### SHORT TASK
Extract every line of the records below that contains the word "beanie".
--- begin ---
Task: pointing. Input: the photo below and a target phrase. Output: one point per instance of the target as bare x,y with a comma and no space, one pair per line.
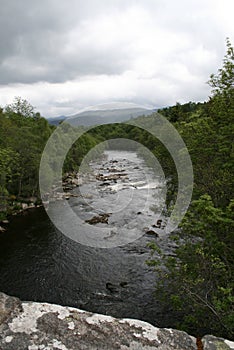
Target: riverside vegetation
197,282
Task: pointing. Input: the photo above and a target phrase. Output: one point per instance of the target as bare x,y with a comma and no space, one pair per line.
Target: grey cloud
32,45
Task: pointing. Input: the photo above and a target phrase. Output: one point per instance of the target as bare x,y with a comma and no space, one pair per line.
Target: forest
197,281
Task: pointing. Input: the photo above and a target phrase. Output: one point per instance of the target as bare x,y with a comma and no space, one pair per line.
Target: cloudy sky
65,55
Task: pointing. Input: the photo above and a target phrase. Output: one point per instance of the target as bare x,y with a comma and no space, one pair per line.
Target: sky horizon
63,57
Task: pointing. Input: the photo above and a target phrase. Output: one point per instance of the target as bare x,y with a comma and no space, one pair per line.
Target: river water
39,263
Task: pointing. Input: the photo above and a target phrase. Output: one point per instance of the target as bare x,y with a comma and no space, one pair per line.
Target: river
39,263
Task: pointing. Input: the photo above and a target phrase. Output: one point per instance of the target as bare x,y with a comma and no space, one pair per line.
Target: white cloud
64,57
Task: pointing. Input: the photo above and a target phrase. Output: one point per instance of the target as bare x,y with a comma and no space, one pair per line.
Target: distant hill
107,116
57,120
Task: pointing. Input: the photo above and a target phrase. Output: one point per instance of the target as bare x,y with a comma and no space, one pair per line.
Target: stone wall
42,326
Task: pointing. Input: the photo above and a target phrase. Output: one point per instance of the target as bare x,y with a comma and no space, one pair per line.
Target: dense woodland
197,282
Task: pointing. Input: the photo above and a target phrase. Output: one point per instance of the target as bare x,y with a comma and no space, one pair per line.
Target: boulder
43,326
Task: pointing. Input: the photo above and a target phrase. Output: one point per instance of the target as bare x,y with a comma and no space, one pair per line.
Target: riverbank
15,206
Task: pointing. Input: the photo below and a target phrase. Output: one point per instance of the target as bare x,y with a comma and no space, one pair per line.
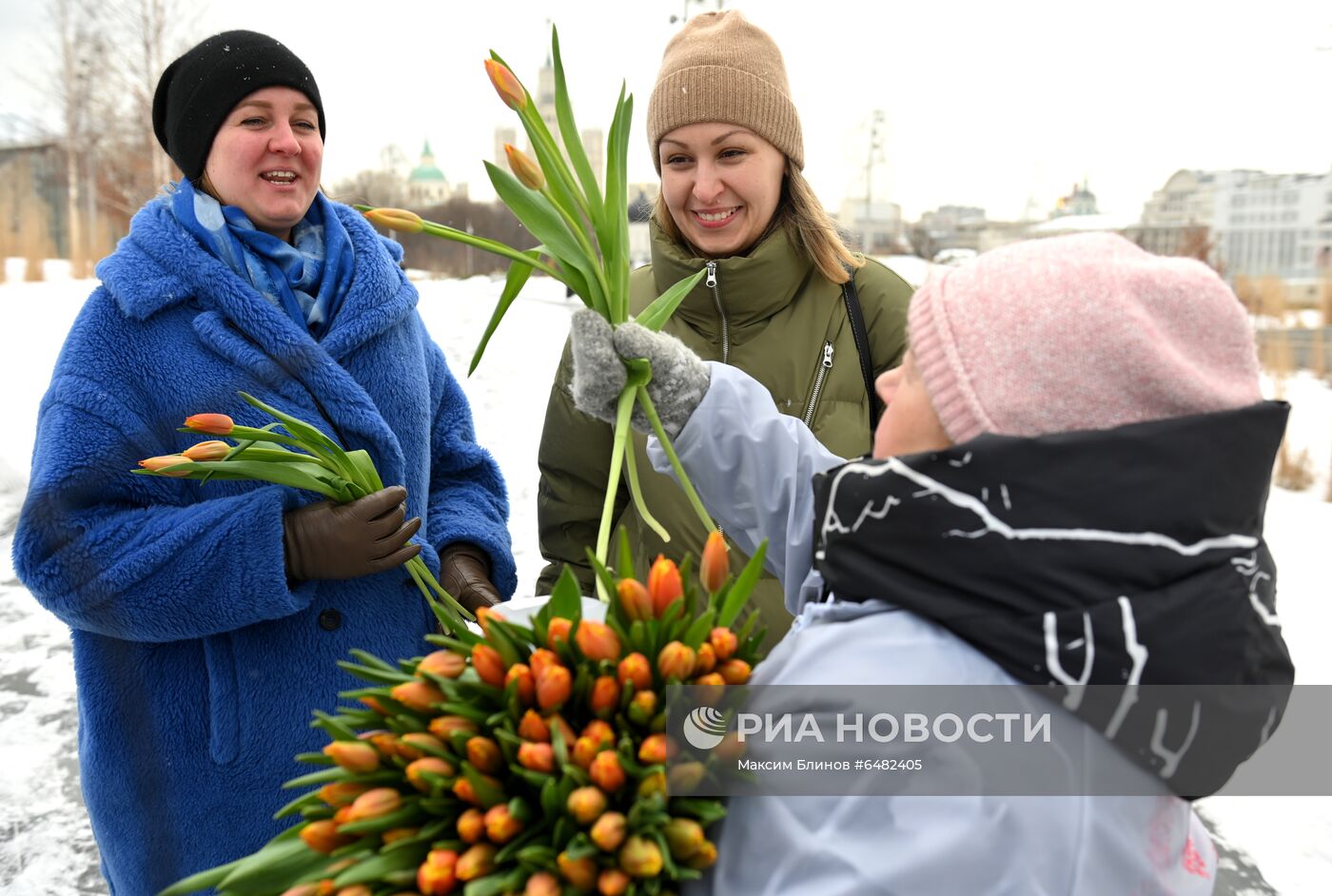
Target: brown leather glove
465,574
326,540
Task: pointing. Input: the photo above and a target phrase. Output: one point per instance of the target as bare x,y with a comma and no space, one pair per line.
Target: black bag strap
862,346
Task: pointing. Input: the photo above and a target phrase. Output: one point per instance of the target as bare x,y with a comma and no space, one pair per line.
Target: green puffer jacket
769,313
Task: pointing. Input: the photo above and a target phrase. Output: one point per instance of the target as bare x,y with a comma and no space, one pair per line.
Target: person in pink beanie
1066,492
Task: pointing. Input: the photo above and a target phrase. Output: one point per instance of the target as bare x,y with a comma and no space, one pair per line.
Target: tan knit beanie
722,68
--- end ---
### EXERCISE SOLUTION
Target: person in pink beanie
Target: tan knit beanie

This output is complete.